====== Records provided ======
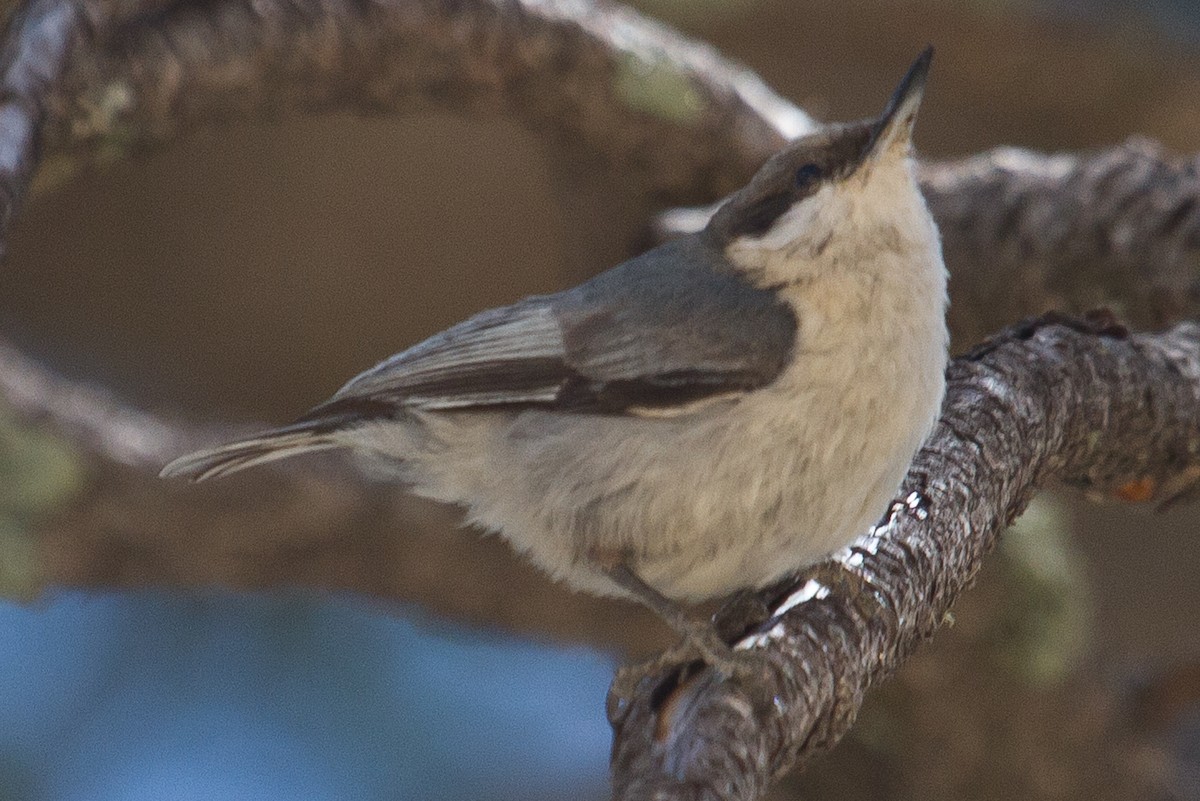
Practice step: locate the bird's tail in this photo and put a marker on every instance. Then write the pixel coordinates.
(268, 446)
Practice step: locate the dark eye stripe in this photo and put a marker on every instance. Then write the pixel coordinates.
(808, 175)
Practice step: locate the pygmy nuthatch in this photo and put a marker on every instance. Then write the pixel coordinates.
(706, 417)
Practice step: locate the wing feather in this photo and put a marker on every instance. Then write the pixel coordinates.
(667, 329)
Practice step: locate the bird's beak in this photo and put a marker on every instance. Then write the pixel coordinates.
(894, 128)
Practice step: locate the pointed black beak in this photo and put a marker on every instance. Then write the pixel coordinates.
(898, 119)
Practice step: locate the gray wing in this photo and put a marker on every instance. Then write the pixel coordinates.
(663, 330)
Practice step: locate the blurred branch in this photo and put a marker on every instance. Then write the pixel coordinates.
(1042, 402)
(682, 125)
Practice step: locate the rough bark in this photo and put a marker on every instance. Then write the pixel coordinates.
(681, 124)
(1085, 405)
(1089, 407)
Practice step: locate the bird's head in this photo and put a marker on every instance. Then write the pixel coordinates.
(834, 197)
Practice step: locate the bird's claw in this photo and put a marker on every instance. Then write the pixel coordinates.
(700, 643)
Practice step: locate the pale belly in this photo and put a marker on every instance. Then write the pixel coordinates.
(732, 497)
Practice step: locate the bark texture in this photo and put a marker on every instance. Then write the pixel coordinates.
(1083, 404)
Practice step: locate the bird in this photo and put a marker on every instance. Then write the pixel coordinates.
(709, 416)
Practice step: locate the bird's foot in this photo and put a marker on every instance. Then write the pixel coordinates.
(700, 643)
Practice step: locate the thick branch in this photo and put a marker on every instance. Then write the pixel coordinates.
(1041, 403)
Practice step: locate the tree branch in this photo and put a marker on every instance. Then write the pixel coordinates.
(683, 126)
(1075, 403)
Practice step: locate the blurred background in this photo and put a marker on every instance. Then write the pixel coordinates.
(186, 281)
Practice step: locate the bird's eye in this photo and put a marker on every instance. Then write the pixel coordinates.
(808, 175)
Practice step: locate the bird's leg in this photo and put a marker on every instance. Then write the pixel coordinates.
(700, 639)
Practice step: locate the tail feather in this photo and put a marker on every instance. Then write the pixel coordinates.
(265, 447)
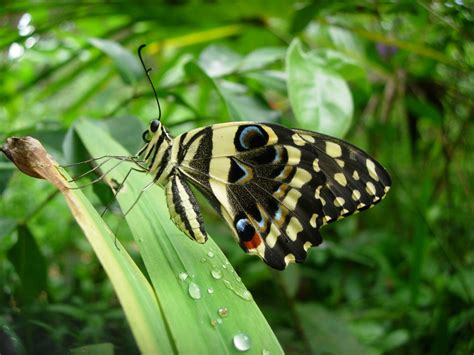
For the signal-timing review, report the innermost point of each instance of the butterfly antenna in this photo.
(147, 73)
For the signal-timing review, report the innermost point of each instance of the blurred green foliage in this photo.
(396, 279)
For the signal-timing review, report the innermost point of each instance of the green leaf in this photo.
(321, 99)
(133, 290)
(344, 65)
(327, 333)
(7, 225)
(217, 61)
(270, 79)
(127, 64)
(191, 281)
(303, 16)
(30, 265)
(261, 57)
(95, 349)
(6, 172)
(125, 129)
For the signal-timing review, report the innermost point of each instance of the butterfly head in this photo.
(154, 128)
(157, 142)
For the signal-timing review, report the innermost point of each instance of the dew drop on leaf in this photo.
(241, 342)
(194, 291)
(216, 273)
(223, 312)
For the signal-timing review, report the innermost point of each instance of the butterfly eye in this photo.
(146, 136)
(154, 125)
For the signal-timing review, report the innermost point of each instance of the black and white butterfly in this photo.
(275, 187)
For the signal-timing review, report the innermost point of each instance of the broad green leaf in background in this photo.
(127, 63)
(320, 98)
(204, 304)
(261, 58)
(7, 225)
(217, 61)
(133, 290)
(327, 333)
(95, 349)
(30, 265)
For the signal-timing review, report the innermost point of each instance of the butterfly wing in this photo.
(276, 187)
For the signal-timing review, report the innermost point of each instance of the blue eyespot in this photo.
(146, 136)
(250, 137)
(245, 230)
(154, 125)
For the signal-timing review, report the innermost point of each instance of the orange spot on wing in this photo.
(254, 242)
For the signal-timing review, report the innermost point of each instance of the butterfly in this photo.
(275, 187)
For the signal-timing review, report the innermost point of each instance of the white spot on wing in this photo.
(339, 202)
(300, 178)
(293, 228)
(297, 140)
(355, 175)
(356, 195)
(316, 165)
(370, 188)
(290, 258)
(291, 199)
(371, 169)
(340, 178)
(333, 149)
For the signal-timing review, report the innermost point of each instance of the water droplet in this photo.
(223, 312)
(241, 342)
(247, 295)
(194, 291)
(216, 273)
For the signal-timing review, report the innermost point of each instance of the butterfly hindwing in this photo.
(276, 187)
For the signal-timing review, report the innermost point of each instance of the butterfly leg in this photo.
(184, 209)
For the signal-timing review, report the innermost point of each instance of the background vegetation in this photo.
(397, 278)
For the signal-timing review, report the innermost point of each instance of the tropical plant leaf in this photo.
(203, 301)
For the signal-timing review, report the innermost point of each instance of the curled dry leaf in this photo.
(30, 157)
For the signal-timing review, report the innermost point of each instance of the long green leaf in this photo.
(133, 289)
(203, 301)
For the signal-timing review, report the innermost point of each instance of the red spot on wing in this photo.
(254, 242)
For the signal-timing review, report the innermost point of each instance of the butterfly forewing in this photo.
(275, 187)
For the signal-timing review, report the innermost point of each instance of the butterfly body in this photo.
======
--- Assignment ---
Word for word, return the material, omitting the pictures.

--- Answer space ---
Practice step: locate the bird's tail in this photo and put a marker on every instance. Then write the pixel coordinates.
(268, 446)
Practice step: locate the dark eye stripe in this photo and put a marker on every instance. Then write the pixel coordinates.
(808, 175)
Practice step: locate the pygmy nuthatch in this photo and put a marker on every instance. Then write the pixel coordinates.
(706, 417)
Practice step: locate the wing feather in this photo and put a marker on every instance. Then write the pixel coordinates.
(667, 329)
Practice step: locate the bird's beak in this photo and put a marker on every instance. Then write the pixel coordinates.
(894, 128)
Practice step: locate the pointed black beak in this photo and put a marker on every instance. Then write the pixel coordinates.
(898, 119)
Practice step: locate the gray wing in this photo and put a marker on every instance. Then write the pixel coordinates.
(663, 330)
Practice step: locate the blurred branch in this photo and put a marker on every instance. Then write the pixel coordinates.
(1042, 402)
(682, 125)
Practice step: locate the rough bark in this photo and put a marker on every instance. Then write the pixel coordinates.
(681, 124)
(1085, 405)
(1089, 407)
Practice step: locate the bird's head in this photo and put a marker on every instance. Then write the pixel coordinates.
(834, 197)
Practice step: locate the bird's claw in this photo and put a marker on every instance. Then write the pixel coordinates.
(700, 643)
Practice step: locate the pale belly in this photo and put a marker on every instance. Then write the pixel coordinates.
(732, 497)
Practice step: locate the bark texture in this photo and put a marker on every instance. Then write the pixel coordinates.
(1083, 404)
Practice step: locate the bird in this photo and put a marker on every instance. Then write the pixel coordinates.
(709, 416)
Practice step: locate the bird's foot in this photo and put a marker on every instance. Then write the pixel coordinates.
(700, 643)
Practice step: locate the thick branch in this photo and put a marker on every instance. Then write the pixel coordinates.
(1041, 403)
Practice step: locate the tree branch in this photo and put a marker on every instance. Then write the pixel coordinates.
(683, 126)
(1075, 403)
Practice step: locate the blurred background in this photo and put a marker on every instance. Then write the pixel coordinates.
(186, 281)
Practice step: locate the bird's eye in this photo and put a marker on every instance. Then write the pixel coordinates.
(808, 175)
Practice step: locate the bird's leg in this photo and put a marker on every instance. Then write the pixel coordinates.
(700, 639)
Practice step: locate the tail feather in this photo and put a marker on every instance. Then write the pixel coordinates.
(265, 447)
For the signal-timing review, report the innermost point of each instance of the butterfly antenna in this photo.
(147, 73)
For the signal-timing review, report the innermost point of each instance of the blurred green foliage in this photo.
(396, 279)
For the signal-timing review, report the innermost point of each instance of the green leaf in this photo.
(321, 99)
(133, 290)
(344, 65)
(327, 333)
(7, 225)
(217, 61)
(270, 79)
(127, 64)
(191, 281)
(303, 16)
(30, 265)
(261, 57)
(95, 349)
(6, 172)
(125, 129)
For the signal-timing review, report the innermost point of each instance of the butterfly head in this photo.
(154, 128)
(157, 142)
For the signal-timing review, report the innermost point of each instance of the dew drop on leaf in this photo.
(241, 342)
(194, 291)
(216, 273)
(223, 312)
For the signal-timing review, report the innermost point of each instance of the butterfly eye in this photo.
(146, 136)
(154, 125)
For the signal-timing review, report the innermost point of each instance of the black and white butterfly in this photo.
(275, 187)
For the signal-timing review, report the innermost point of each instance of the broad green leaf in background in this photo.
(127, 63)
(320, 98)
(204, 304)
(261, 58)
(7, 225)
(217, 61)
(133, 290)
(327, 333)
(95, 349)
(30, 265)
For the signal-timing review, report the innermost point of each instance of the butterfly wing in this photo.
(276, 187)
For the signal-timing review, report the innermost point of each instance of the blue eyespot in this photo.
(146, 136)
(250, 137)
(245, 230)
(154, 125)
For the signal-timing review, report the innermost point of each instance of the orange spot on wing in this photo.
(254, 242)
For the signal-timing review, report the innermost point of each instance of the butterfly in this photo.
(275, 187)
For the signal-timing review, report the innermost point of each instance of the white spot on wing in this photo.
(339, 202)
(300, 178)
(293, 228)
(297, 140)
(355, 175)
(356, 195)
(316, 165)
(370, 188)
(290, 258)
(291, 199)
(371, 169)
(340, 178)
(333, 149)
For the signal-timing review, report the innermost point of each instance of the water droplet in this photo.
(223, 312)
(241, 342)
(247, 295)
(194, 291)
(216, 273)
For the signal-timing review, report the innermost point of each instance of the butterfly hindwing in this photo.
(276, 187)
For the signal-timing review, report the innermost point of each instance of the butterfly leg in this photo.
(184, 209)
For the signal-timing review, report the innermost point of each instance of the background vegetation in this photo.
(397, 278)
For the signal-timing review, report the innermost point of each instance of the tropical plant leaf in this photo.
(203, 301)
For the signal-timing review, report the innermost point of each instance of the curled dry leaf in this photo.
(30, 157)
For the signal-timing review, report the innermost point of each instance of the long green leaf in this photo.
(133, 289)
(203, 301)
For the signal-timing review, report the innermost point of each instance of the red spot on wing in this photo.
(254, 242)
For the signal-timing review, report the innermost point of each instance of the butterfly forewing in this photo.
(275, 187)
For the signal-timing review, report the innermost point of each instance of the butterfly body in this photo.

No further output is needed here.